◆ What you need to do ◆
A – For each statement below, say yes or no based on the passage on power analysis, and quote the words from that passage that decide it.
(i) Power analysis is well covered in statistics curricula.
(ii) Cohen's effect sizes are defined as multiples of the error standard deviation.
(iii) Using Cohen's effect sizes requires pilot data.
B – Answer these questions using the passage on power analysis below:
(i) Even in standard normal-theory analyses, what kind of distributions does power analysis involve?
(ii) Which two books have become more-or-less standard references for practitioners?
(iii) Which design strategies does Cohen's approach ignore?
C – Reproduce the passage on power analysis between "The challenge we" and "in power analysis.", inclusive.

◆ Source extract ◆
Recent years have seen an increased emphasis on power analysis in published work in subject-matter journals, as well as in requirements for research-grant proposals. Yet this is an area that is not well covered in statistics curricula. It is also a technically complicated area. Even in standard normal-theory analyses, power analysis involves non-central distributions that are typically not implemented in statistical software. Understanding the parameterizations of these distributions is beyond the reach of many practitioners.
The challenge we face is that it is the practitioners who must either do the power analysis, or be very closely involved in it. That is because power analysis is meaningless without a clear reference to the scientific goals of the study design. Central to power analysis is the concept of effect size, which translates to a parameter value under the alternative hypothesis at which the power of the test is to be studied. It is often challenging to identify a target effect size of scientific importance, and it is often confusing to researchers to convert this value, once determined, into a non-centrality parameter for use in power analysis.
Two books, [Cohen(1988)] and [Kraemer and Thiemann(1987)], have become more-or-less standard references for practitioners. These references rely largely on approximations to the non-central distributions (which in most cases is probably just fine) and---more troubling---on simplifications for specifying the target effect size. Cohen, for example, uses data from the existing social-science literature to establish ``small,'' ``medium,'' and ``large'' effect sizes for various classes of tests. These are defined as multiples of the error standard deviation. To use Cohen's effect sizes, we need no pilot data. That's certainly simple and convenient, but that also means that we don't consider any goals connected with the actual scale of the data. It also ignores such important and useful design strategies as blocking and stratification that can significantly reduce the error variance. We prefer to concentrate on situations where the target effect size is based on the scale of the data. This makes the problems harder (in that pilot data or past experience is necessary), but more realistic.

Recorded data:

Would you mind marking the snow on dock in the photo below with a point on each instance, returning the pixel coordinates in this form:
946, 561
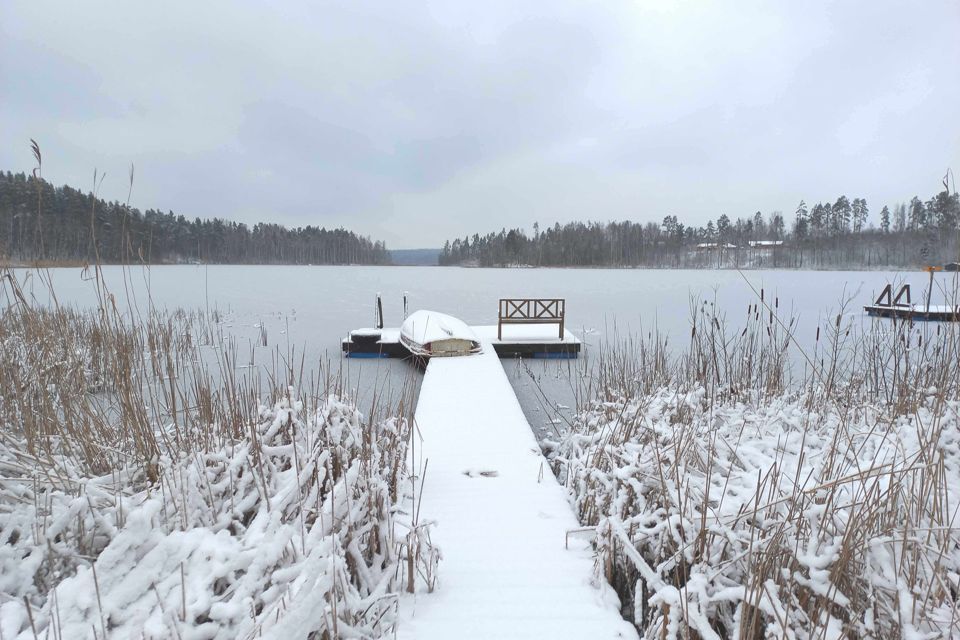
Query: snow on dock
518, 341
501, 519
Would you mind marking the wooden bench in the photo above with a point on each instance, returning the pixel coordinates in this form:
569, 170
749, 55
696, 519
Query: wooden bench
530, 311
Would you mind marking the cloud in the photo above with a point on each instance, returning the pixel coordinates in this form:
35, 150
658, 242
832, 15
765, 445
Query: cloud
418, 122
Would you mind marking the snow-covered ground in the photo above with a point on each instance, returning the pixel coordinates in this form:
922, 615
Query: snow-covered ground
501, 520
782, 518
288, 532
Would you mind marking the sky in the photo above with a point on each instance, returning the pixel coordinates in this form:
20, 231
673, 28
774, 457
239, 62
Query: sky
417, 122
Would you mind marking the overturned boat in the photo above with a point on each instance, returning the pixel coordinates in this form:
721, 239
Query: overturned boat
429, 334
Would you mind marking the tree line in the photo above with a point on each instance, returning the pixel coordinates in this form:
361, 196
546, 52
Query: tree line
828, 235
41, 222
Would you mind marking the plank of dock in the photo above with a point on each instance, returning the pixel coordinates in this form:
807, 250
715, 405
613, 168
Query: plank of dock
501, 520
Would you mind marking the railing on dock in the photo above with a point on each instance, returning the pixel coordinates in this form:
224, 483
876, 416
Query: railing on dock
887, 299
531, 311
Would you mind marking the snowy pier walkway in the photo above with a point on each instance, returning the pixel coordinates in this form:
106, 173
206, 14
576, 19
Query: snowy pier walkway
501, 520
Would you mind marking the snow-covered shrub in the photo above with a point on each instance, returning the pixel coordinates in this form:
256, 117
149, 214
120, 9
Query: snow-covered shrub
286, 533
144, 493
728, 504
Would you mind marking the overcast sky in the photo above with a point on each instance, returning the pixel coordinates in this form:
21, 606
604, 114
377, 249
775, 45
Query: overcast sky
414, 122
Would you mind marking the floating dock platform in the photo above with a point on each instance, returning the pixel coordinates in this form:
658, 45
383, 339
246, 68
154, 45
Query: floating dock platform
518, 341
515, 564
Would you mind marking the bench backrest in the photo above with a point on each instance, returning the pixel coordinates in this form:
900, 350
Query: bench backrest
531, 311
546, 310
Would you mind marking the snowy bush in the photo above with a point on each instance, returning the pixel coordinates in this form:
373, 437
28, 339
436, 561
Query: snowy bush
771, 521
289, 532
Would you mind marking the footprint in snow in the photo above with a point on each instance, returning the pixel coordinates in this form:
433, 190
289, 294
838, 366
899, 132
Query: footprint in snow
474, 473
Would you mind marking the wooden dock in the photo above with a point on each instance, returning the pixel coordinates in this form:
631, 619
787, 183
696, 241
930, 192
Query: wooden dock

◆ Task answers ◆
A –
(i) No: "Yet this is an area that is not well covered in statistics curricula."
(ii) Yes: "These are defined as multiples of the error standard deviation."
(iii) No: "To use Cohen's effect sizes, we need no pilot data."

B –
(i) Non-central distributions.
(ii) Cohen (1988) and Kraemer and Thiemann (1987).
(iii) Blocking and stratification.

C –
The challenge we face is that it is the practitioners who must either do the power analysis, or be very closely involved in it. That is because power analysis is meaningless without a clear reference to the scientific goals of the study design. Central to power analysis is the concept of effect size, which translates to a parameter value under the alternative hypothesis at which the power of the test is to be studied. It is often challenging to identify a target effect size of scientific importance, and it is often confusing to researchers to convert this value, once determined, into a non-centrality parameter for use in power analysis.